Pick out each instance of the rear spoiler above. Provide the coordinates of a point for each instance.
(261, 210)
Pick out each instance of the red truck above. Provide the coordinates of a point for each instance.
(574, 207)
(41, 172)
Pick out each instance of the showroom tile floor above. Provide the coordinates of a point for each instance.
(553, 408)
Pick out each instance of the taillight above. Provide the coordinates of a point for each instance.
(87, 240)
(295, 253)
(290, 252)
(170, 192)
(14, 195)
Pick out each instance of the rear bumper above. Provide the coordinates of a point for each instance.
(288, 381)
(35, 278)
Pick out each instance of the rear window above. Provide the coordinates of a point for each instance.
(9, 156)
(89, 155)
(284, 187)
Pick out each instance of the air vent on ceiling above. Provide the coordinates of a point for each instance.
____
Retype, without any change, the lines from the one containing "Pick out each instance of the rear bumper" through the final line of the material above, and no others.

→ **Solved exercise**:
Pick out each instance of the rear bumper above. Provide the coordinates of a point for each instance.
(288, 381)
(35, 278)
Pick out each instance of the rear window above. Provide the coordinates of a point for each instance.
(9, 156)
(89, 155)
(284, 187)
Pick out each instance of the air vent on ceiling above. Provide the coordinates of a point for each instance.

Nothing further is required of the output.